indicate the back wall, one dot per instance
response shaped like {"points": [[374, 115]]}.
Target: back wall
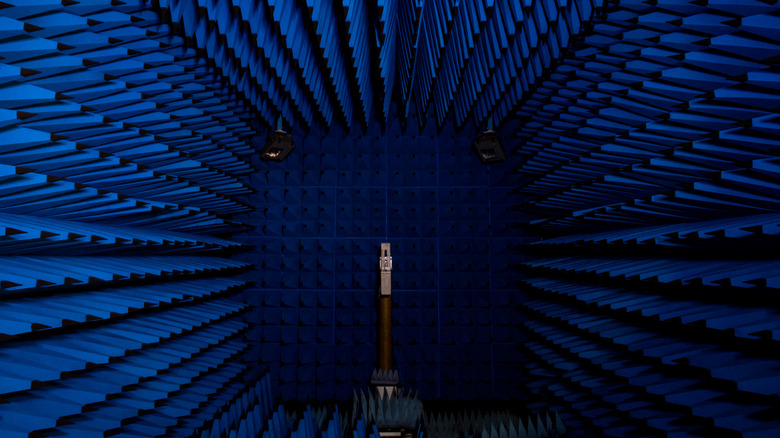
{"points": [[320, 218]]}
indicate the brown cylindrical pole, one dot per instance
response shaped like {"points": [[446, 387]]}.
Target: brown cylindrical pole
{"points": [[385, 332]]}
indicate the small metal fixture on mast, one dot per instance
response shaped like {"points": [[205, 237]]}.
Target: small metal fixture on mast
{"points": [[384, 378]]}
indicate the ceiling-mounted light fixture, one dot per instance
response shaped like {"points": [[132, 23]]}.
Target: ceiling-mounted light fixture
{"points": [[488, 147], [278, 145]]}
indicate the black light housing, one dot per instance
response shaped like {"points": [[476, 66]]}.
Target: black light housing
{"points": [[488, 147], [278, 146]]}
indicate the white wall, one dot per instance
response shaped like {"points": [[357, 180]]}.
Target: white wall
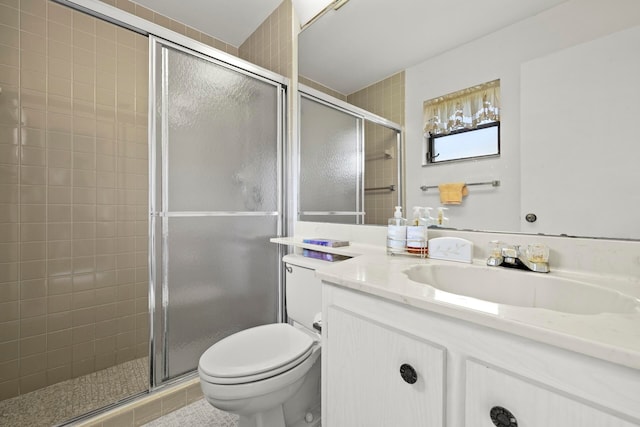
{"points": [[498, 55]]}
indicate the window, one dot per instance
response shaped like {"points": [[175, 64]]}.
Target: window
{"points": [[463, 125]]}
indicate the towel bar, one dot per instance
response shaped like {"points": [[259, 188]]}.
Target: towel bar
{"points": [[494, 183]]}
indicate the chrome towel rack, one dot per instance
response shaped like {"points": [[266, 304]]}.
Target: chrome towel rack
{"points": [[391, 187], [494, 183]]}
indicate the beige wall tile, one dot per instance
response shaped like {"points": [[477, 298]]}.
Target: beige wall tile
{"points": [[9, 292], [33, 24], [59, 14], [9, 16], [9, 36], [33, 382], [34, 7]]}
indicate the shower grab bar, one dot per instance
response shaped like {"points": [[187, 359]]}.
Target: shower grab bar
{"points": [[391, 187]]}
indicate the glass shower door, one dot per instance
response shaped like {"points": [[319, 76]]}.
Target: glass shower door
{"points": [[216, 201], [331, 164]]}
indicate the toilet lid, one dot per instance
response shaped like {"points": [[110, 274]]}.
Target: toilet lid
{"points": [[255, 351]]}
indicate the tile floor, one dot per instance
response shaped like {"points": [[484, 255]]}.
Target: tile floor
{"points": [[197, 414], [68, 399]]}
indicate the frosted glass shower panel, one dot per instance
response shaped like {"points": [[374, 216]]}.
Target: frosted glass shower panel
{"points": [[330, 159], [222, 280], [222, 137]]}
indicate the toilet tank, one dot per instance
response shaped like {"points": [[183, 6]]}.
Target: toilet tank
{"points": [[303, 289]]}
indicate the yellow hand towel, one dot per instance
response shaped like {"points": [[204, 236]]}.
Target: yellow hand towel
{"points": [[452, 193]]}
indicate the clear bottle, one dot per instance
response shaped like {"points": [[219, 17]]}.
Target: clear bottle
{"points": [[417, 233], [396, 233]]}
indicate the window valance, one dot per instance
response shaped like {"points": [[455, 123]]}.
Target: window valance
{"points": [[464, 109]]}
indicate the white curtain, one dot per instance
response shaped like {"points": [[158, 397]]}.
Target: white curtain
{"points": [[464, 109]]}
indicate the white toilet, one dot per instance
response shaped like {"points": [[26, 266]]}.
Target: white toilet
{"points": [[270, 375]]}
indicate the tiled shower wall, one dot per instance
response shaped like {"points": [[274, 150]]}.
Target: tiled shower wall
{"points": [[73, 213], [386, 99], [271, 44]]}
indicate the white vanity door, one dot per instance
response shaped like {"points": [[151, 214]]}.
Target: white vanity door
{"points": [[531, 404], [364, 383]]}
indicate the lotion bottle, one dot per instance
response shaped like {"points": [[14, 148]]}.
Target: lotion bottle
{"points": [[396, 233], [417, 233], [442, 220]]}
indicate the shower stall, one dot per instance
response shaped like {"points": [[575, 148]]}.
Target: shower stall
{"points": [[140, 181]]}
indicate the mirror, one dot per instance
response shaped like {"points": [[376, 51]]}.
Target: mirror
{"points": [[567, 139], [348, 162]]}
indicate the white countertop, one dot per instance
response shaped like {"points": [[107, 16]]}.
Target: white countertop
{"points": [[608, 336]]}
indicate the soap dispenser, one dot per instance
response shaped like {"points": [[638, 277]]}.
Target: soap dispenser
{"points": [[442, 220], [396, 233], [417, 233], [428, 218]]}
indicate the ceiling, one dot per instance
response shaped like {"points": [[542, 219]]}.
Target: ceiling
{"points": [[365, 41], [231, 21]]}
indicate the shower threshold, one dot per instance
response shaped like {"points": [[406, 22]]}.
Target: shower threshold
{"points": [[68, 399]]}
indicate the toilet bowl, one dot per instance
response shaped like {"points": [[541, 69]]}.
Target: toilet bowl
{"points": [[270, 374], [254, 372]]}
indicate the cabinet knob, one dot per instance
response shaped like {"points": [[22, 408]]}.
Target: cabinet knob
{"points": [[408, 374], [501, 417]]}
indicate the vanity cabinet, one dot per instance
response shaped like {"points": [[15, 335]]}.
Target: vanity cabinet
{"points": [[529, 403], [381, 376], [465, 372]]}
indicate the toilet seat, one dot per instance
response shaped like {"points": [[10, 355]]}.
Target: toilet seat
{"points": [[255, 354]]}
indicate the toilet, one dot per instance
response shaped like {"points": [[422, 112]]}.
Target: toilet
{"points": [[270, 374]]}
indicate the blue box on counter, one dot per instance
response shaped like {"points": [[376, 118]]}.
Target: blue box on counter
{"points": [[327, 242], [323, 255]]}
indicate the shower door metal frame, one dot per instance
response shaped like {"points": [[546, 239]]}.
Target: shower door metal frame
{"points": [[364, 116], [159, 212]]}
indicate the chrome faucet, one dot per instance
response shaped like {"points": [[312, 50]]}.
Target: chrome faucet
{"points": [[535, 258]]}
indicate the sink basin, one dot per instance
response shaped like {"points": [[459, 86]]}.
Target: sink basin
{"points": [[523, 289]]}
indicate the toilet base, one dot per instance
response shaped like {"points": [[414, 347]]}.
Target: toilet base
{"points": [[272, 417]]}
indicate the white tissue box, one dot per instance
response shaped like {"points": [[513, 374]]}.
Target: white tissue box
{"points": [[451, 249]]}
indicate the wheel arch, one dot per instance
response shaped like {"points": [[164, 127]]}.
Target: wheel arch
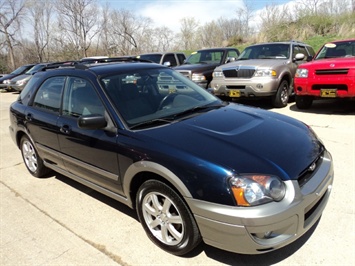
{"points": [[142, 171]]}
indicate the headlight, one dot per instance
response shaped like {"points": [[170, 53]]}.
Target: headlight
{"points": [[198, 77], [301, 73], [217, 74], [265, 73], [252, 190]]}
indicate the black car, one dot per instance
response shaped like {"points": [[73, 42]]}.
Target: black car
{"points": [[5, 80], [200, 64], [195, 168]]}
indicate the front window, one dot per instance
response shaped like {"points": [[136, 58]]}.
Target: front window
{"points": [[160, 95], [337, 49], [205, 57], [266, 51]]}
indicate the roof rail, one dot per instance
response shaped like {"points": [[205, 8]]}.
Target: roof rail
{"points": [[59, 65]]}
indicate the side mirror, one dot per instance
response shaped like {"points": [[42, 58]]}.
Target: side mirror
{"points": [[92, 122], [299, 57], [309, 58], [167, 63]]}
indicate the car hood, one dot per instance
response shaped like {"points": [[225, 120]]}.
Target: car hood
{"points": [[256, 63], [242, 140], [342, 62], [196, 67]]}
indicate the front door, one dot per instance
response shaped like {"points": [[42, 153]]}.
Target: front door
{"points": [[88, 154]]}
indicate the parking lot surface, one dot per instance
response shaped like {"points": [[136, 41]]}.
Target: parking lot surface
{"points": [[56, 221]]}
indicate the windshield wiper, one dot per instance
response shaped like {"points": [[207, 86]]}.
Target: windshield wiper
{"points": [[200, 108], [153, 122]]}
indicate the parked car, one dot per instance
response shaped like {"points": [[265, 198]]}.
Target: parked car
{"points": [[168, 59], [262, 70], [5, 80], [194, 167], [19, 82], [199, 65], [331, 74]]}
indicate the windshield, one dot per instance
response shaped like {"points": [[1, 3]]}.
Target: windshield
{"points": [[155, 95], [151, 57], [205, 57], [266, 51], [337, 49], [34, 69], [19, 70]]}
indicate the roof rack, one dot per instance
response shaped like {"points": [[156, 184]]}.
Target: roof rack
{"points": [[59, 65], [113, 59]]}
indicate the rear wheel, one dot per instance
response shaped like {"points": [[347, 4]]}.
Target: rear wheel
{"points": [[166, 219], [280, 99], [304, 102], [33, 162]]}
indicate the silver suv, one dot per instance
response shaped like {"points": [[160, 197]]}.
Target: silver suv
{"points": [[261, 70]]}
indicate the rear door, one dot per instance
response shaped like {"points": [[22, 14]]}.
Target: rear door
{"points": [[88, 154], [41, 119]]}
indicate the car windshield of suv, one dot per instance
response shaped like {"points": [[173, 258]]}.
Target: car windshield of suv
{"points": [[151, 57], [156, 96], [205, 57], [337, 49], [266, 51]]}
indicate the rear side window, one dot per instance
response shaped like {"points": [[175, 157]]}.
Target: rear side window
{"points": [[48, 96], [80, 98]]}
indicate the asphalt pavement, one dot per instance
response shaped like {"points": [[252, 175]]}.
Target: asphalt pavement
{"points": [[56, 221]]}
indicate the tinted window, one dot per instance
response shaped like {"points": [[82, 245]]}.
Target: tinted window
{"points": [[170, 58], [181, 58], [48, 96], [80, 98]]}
• • •
PROBLEM DESCRIPTION → Please write out the data again from the line with "indicate the tinted" up to and including the last line of the data, requests included, and multiply every point coordinate in the answers by 1.8, rounding to whole numbers with halves going up. Leave the numbers in the requests and their format samples as they are.

WRITTEN RESPONSE →
indicate the tinted window, one dot per instance
response shaped like {"points": [[82, 245]]}.
Target: tinted window
{"points": [[306, 104], [326, 104], [86, 173], [144, 176]]}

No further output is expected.